God’s people also need to be wise about spiritual warfare and its practice. Wisdom sticks to the boundaries that Scripture establishes and avoids the fanciful. To illustrate, there was a time when it was popular in some quarters to cast out demons on church premises. Since Jesus gave the demons in one incident permission to enter pigs which they did before the herd rushed into the water and drowned, a strange practice was adopted. A bucket of water was placed in the corner of the room so the demons had somewhere to go. The hermeneutical mistake here is to turn a biblical description into a biblical prescription (Mark 5:1-20).
So much more could be said but I will make one last point. Believers can be oppressed by the demonic but not “possessed by the demonic.” (I would prefer to stay inhabited by the demonic.) The reason has to do with Pneumatology. As Paul teaches us, the believer is the temple of the Holy Spirit how can God’s temple have another occupant, a demonic one (1 Cor. 6:19-20)? Be assured, believers cannot be demon inhabited.

Data section
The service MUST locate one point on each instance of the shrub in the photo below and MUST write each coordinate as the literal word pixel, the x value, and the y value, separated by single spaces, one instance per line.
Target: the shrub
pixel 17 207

Description of the task
Write a continuation of the passage on spiritual warfare, starting after its final sentence. The material that comes after the passage on spiritual warfare is separate from it.

Response
An Important Rule of Thumb
I have found the following to be a very helpful rule of thumb when it comes to our expectations. We need a such a rule because over two thousand years of church history a plethora of beliefs and practice have grown up which are not found in Scripture. So I ask when confronted with a belief or practice I ask this question, “Would my New Testament lead to expect such a belief or practice?” For example, would I expect Mary to be my intercessor when Paul writes that Christ is the one mediator between God and ourselves, and Hebrews speaks of Christ as our great high priest? Likewise with spiritual warfare, would I expect from my New Testament that I would go on a prayer walk to reclaim territory from the devil as some argue we should? Again, if such a practice were biblical then why didn’t Paul command the Philippians or Colossians to do it?
The devil and his demons are real. There is a war on. We have our part to play, especially by prayer. Even so, God’s people need to keep a sense of proportion. Christ is victor and the demonic is on borrowed time. Christ must always be in the foreground of thinking and living and not the evil one. In brief: be alert, be prayerful, be equipped, be wise and be assured.